WHAT YOU NEED TO DO →
Without altering a word, return the records below, but exclude the pictures.

[[ RECORD EXCERPTS open ]]

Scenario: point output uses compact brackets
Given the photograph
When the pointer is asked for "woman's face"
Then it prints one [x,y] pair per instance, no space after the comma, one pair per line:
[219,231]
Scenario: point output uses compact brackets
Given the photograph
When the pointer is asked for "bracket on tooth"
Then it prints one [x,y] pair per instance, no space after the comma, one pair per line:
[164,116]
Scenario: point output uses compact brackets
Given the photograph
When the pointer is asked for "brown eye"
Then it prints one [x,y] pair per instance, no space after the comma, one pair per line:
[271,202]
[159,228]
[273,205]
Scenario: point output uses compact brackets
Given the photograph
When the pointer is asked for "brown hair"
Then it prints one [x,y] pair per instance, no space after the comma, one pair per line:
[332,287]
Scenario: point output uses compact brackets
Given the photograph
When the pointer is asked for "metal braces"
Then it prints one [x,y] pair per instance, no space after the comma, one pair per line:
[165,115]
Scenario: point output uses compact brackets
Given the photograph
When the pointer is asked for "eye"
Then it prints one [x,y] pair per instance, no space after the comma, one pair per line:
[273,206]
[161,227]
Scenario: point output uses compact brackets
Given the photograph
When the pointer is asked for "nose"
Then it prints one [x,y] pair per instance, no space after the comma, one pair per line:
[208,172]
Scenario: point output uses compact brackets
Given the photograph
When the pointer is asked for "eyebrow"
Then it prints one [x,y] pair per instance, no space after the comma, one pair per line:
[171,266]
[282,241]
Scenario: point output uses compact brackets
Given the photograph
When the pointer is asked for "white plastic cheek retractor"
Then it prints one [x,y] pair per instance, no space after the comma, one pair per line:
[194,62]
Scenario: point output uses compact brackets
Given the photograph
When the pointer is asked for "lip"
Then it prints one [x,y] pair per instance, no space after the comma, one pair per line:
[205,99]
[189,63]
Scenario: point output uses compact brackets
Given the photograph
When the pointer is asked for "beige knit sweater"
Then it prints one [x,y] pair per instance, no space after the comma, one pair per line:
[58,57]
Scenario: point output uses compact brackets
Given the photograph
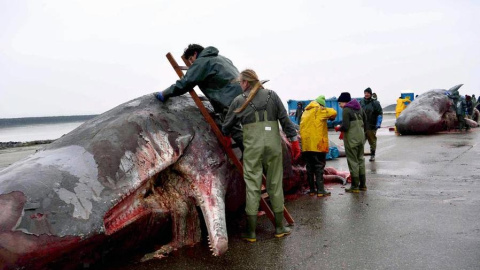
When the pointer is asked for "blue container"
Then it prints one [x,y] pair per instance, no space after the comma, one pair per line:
[330,103]
[411,95]
[333,153]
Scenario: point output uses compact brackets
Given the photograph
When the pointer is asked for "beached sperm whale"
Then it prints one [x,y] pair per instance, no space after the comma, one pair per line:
[429,113]
[134,175]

[[ RECORD EXCERPTS closed ]]

EXERCISE ANSWER →
Scenario: point output uses compact brackets
Given the photograph
When the pointer is asked for "woman's face"
Then it prints one [x,y] pair per instance, no space after the comma, one pair per line:
[219,231]
Scenario: point output uses compact brackets
Given the photograph
When the pointer is asked for "bracket on tooth"
Then it prints one [x,y] pair per instance, no space after the comma, one pair per line:
[164,116]
Scenario: point output uses compact brackets
Given the photograph
When the pointer is asked for "brown eye"
Then it prints one [x,y] pair per instance, no space after the comma, one pair per line:
[271,202]
[159,228]
[273,205]
Scenario: point output uses compact brackets
Given the photograph
When the pointer is asked for "brown hair"
Then it prints one [x,y] pair per instance, no space after the comma, one pair per line:
[332,287]
Scenario: point output uses compact brackets
Given the photograph
When the pointer is asked for "metal braces"
Then it prints one [x,y] pair per instance, no space after the comma, one pair per line:
[165,115]
Scenario: point output uses compact brackets
Given the photograph
When the pointer is asked for "eye"
Then it prints one [x,y] pair per instance, no space after the comma, one pair per line:
[273,206]
[161,227]
Scenario: point output uses compact brackets
Given the photograph
When the pointer is asked for "nose"
Then it prints one [x,y] pair per instance, no space after the comma, one pair per line:
[208,172]
Scenario: point output uses compact brackets
Given the photograph
When the pointer is asked for "eyebrow"
Then it prints one [x,y] pair per instance, no space after the comma, one pair per line:
[171,266]
[282,241]
Scenario: point output uses compact brackets
Given the photograph
When the pointer is asked for "white plastic cheek retractor"
Then it prints one [x,y] pair per instance, no space after the comma, one pair per line:
[194,62]
Scenario: point output uses compact brackets
Given the photograph
When the pointer is asked for "lip"
Then it prints one [x,y] pair per instance, no space after the comma, one pair per line:
[205,99]
[189,63]
Scenario: point output uses compact brackets
Given the photograph
When the pointer is asked for "beige knit sweater"
Then it prints one [x,y] pair per instance, no space after the comma, one pair per line:
[58,57]
Scenario: point output uses compact brackets
Given the photograph
When the pointer is asked for "blue container"
Then it prints one [x,y] pair per instance, no space after the comma, one pair per line:
[330,103]
[411,95]
[333,153]
Scenario: point output uses compact brackets
Given the photograph
When the pointer is asked for "beached sperm whale"
Then it prints one [x,y] pair per instance, no space after the comma, one pair per line:
[429,113]
[134,175]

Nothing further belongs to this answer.